* Begin Input data *

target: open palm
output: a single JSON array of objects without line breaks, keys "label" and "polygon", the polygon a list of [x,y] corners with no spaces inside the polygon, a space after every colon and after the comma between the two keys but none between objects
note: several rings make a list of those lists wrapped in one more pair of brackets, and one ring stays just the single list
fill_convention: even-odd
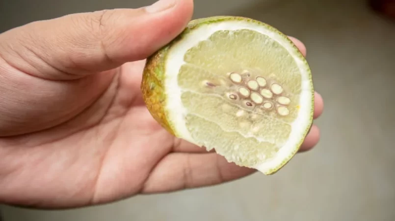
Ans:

* End Input data *

• Objective:
Reproduce every line of the records above word for word, leaving out the pictures.

• Solution below:
target: open palm
output: a single JSON array of objects without line breaks, keys "label" and "polygon", the polygon a list of [x,y] corners with no spaces inside the polygon, a space after every colon and after the comma between the two keys but none between objects
note: several rings make a list of those lists wrapped in one more pair of brackets, and one ring stays just the single list
fill_convention: even-odd
Ans:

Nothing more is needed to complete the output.